Task inputs
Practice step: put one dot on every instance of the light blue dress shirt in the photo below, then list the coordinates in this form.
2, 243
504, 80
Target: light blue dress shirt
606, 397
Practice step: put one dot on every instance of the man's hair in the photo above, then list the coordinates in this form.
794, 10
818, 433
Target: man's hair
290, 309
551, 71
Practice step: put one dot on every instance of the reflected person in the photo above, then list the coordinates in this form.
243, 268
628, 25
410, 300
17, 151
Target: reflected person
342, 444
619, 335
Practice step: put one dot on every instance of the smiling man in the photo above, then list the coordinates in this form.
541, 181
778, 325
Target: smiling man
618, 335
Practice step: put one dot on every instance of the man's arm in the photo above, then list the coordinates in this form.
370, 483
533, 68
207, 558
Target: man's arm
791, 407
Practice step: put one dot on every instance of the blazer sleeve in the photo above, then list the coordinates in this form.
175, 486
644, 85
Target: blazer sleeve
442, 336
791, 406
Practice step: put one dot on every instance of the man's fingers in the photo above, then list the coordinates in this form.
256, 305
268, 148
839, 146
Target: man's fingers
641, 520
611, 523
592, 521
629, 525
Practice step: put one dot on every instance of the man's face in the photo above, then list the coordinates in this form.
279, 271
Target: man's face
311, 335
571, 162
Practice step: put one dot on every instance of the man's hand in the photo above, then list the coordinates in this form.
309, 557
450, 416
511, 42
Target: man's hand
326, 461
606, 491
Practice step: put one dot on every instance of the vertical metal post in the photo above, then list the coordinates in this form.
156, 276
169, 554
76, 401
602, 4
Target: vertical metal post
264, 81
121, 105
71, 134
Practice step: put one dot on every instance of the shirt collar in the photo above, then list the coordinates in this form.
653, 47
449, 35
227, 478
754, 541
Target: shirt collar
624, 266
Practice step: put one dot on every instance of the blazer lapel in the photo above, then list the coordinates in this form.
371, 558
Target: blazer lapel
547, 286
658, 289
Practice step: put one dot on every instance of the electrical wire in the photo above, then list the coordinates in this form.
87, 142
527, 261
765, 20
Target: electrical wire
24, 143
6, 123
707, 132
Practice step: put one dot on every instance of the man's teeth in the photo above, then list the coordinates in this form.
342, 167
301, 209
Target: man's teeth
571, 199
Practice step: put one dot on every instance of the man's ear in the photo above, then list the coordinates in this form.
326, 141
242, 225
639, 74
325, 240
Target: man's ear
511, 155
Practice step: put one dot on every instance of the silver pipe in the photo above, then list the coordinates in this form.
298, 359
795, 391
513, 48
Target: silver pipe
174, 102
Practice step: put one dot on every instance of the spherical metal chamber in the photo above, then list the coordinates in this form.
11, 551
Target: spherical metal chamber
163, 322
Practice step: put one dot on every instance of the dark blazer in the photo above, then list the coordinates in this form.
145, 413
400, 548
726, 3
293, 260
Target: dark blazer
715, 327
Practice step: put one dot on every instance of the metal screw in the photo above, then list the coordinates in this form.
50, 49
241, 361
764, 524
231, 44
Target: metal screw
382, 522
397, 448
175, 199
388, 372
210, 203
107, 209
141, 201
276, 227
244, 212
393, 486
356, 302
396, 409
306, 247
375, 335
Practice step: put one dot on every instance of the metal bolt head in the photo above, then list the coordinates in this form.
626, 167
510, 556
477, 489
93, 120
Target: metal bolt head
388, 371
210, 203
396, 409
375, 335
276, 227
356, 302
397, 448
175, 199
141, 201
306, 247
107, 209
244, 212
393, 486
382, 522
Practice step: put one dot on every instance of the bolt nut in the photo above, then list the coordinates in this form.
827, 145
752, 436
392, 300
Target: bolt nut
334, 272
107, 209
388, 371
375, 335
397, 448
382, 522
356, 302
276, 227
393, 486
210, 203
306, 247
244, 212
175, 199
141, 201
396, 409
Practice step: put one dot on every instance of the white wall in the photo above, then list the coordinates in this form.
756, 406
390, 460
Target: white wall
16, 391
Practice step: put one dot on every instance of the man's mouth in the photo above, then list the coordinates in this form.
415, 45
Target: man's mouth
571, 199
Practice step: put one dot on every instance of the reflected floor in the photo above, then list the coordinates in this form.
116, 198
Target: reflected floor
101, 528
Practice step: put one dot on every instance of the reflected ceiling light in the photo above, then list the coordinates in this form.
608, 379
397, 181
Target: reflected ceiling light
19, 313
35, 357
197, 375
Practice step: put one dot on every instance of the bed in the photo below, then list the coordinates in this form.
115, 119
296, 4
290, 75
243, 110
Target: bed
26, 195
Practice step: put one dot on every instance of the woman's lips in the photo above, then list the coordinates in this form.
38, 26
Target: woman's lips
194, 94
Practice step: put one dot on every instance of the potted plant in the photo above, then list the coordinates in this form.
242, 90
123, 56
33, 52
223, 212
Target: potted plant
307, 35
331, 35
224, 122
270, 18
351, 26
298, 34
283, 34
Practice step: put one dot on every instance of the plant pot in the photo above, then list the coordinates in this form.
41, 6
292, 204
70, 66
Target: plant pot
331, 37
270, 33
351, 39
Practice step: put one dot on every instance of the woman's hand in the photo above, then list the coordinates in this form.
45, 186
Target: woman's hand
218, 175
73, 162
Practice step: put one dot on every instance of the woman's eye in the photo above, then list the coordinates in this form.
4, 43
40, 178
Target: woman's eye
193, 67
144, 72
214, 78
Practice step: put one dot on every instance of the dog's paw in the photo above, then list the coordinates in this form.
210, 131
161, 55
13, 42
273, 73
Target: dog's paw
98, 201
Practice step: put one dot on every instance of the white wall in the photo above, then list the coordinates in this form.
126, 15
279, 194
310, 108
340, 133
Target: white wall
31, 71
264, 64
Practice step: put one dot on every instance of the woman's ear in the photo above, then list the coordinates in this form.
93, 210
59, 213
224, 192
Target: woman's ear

Problem requirements
If a line in the records includes the string "below", copy it.

Solution for this problem
Practice step: put one dot on every instance of the light blue dress shirt in the photo below, then list the coordinates in this form.
Practice step: put one dot on every instance of the bed in the photo below, then list the coordinates in this form.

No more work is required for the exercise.